• _WORK INSTRUCTIONS_: Leaving the pictures aside, transcribe every line below exactly.

---------- MATERIAL SHOWN

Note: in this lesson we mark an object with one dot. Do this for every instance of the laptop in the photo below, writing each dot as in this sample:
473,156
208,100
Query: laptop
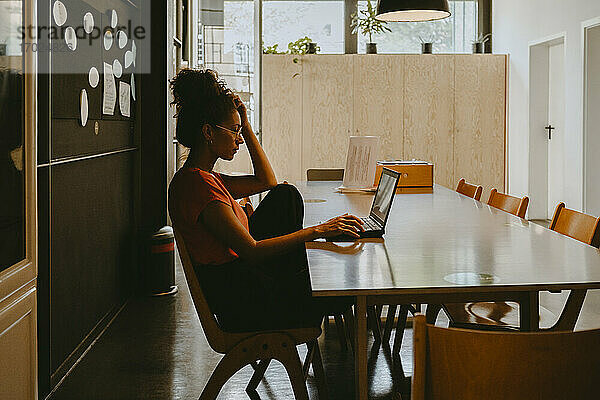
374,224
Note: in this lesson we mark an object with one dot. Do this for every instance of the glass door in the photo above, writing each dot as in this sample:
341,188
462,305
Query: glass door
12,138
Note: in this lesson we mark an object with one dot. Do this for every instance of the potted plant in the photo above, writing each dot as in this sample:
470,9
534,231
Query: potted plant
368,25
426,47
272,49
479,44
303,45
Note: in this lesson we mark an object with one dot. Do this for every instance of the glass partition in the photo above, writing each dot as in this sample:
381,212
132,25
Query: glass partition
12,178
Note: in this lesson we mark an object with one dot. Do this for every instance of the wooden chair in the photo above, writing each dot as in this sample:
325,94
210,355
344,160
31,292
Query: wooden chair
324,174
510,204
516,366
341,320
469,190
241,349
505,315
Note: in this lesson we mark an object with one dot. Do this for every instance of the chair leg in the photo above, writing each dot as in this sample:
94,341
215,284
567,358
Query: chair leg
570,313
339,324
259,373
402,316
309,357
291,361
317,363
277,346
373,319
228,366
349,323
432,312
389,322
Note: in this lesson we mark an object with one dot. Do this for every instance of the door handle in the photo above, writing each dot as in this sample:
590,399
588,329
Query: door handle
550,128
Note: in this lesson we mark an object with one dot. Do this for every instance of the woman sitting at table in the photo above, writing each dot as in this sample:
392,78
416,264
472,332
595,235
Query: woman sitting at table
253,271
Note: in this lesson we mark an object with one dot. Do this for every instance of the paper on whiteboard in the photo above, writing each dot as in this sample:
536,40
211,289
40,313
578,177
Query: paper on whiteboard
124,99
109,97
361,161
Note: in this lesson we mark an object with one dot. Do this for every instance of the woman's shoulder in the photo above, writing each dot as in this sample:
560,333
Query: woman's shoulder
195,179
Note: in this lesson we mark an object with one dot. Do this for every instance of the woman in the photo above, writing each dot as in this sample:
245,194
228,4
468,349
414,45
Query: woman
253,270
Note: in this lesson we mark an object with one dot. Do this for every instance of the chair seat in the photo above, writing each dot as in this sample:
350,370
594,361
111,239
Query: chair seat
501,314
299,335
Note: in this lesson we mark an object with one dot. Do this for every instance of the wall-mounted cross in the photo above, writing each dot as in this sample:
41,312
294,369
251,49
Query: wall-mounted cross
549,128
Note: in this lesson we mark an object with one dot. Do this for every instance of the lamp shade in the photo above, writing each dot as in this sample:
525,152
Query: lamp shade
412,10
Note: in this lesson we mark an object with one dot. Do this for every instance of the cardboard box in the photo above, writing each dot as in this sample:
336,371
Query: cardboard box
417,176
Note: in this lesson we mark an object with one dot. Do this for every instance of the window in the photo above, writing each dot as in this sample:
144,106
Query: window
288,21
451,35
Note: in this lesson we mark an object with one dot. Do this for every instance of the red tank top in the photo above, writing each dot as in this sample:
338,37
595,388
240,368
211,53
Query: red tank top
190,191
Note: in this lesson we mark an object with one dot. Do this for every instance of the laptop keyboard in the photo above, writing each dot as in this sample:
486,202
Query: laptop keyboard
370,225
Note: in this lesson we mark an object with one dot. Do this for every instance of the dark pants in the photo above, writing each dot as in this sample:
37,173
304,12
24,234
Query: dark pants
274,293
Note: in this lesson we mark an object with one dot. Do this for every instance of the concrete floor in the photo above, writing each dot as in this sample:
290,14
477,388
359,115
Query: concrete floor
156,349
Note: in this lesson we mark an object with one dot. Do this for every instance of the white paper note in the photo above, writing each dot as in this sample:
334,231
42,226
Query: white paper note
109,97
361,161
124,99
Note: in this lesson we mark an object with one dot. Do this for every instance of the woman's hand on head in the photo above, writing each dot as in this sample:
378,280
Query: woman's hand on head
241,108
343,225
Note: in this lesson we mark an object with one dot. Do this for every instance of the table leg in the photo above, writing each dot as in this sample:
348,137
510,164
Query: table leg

--------------------

• _YOUR SOLUTION_:
Note: in this lesson we mark an object with one dot. Do this for every instance of the laptop in the photo below, writing each dot as in this sample:
473,156
208,100
Query: laptop
374,224
Note: in this lesson we mark an object with one dot. Do this for every instance of the glass door in the photo above, writing each dot as in this sample:
341,188
462,305
Query: glass door
12,138
Note: in this lesson we mark an object with one dot. Do this for every instance of the potted plant in the photo above, writing each dot as in this sample:
470,9
534,231
Query: potted plant
368,25
426,47
272,49
479,44
303,45
Note: in this lesson we mark an object with one dot. Do this for every instance of the glass partition in the photo above, writing each dot as in this sample:
381,212
132,25
Query: glass partition
12,178
Note: in this lesson we mark an object with one dot. Do this for every instance of the wooden chair in the photo above, writing each dot as in this sample:
325,94
210,355
344,160
31,292
Query: wooden chair
324,174
510,204
516,366
341,320
469,190
241,349
505,315
Note: in this lesson we mark an object with one dot. Do this for every instance of the chair leg in the photo above, writing each dot as in this sample:
94,341
215,284
567,358
Query: chair leg
570,313
339,324
259,373
402,316
309,357
291,361
317,363
277,346
373,319
228,366
349,323
432,312
389,322
Note: in this lesson we mark an object with one dot. Do this for every instance of the door handle in the photo above, writing each dot as in this sample:
590,399
588,329
Query: door handle
550,128
Note: in this lesson we mark an object with one dot. Do this for every instance of the woman sitting at table in the photo above, writing each dot as in this sample:
392,78
416,264
472,332
595,235
Query: woman sitting at table
253,271
Note: in this lesson we mark an object with one dot. Do this for every instance of the paper on whiteboard in the photo above, writing each dot as in this sample:
536,40
211,289
40,313
578,177
Query: paper on whiteboard
124,99
109,97
361,161
Note: in this lesson we mark an object with one dot. Do this for every instance of the woman's shoulder in the photo above, writing each dot as in this sample:
560,333
Query: woman's shoulder
195,179
Note: in this lesson we mark an object with one dot. Do this for every instance of the woman in the photo above, writing each dot as in this sample:
245,194
228,4
468,349
414,45
Query: woman
253,270
Note: in this lesson we mark an object with one dot. Do this for every instance of the chair seat in the photo above, writing each dot as in this sample:
350,370
594,361
111,239
Query: chair seat
501,314
299,335
Note: in this lesson we mark an object with one dot. Do this for every instance of the wall-mounted cross in the photo above, writing each dot as in this sample:
41,312
294,369
251,49
Query: wall-mounted cross
549,128
Note: in this lesson we mark an object with one dot. Do this for every instance of the lamp shade in the photo above, writing each dot as in this sample:
525,152
Query: lamp shade
412,10
Note: in this lesson we mark an object with one dot. Do this for every instance of the cardboard box in the photo above, writing each dot as in this sample:
336,371
Query: cardboard box
417,176
Note: in this lesson we mark an object with one dot. Do this for every instance of the window in the photo above, writing each dot as in this sample:
144,106
Query: window
288,21
451,35
Note: in this lesson we mark an object with one dot. Do this for every instance of the red tank top in the photo above, writing each dot as in this sample:
338,37
595,388
240,368
211,53
Query: red tank top
190,191
Note: in this lesson we mark an object with one dot. Do this for every instance of the laptop keyboard in the photo above, writing each dot as in this sample:
486,202
Query: laptop keyboard
370,225
Note: in this lesson we mark an object with one dot. Do this for every instance of the dark pants in the photo above, writing each dot as in this sample:
37,173
304,12
24,234
Query: dark pants
274,293
Note: in this lesson we mark an object with one dot. Do this for every instance of the concrete floor in the photo above, writing each dot as in this sample:
290,14
477,388
359,115
Query: concrete floor
156,349
Note: in this lesson we mark an object with one dot. Do this for every instance of the white paper note in the photo above, writing each dot as in this sample:
334,231
42,226
Query: white paper note
109,97
361,161
124,99
Note: in this lesson we mark an object with one dot. Do this for every instance of the woman's hand on head in the photo above, writing each dot as in this sample:
378,280
Query: woman's hand on head
241,108
343,225
Note: in this lesson we mark an object with one dot. Do this for every instance of the table leg in the photo above, writing each dot as in this sample:
348,137
510,164
Query: table leg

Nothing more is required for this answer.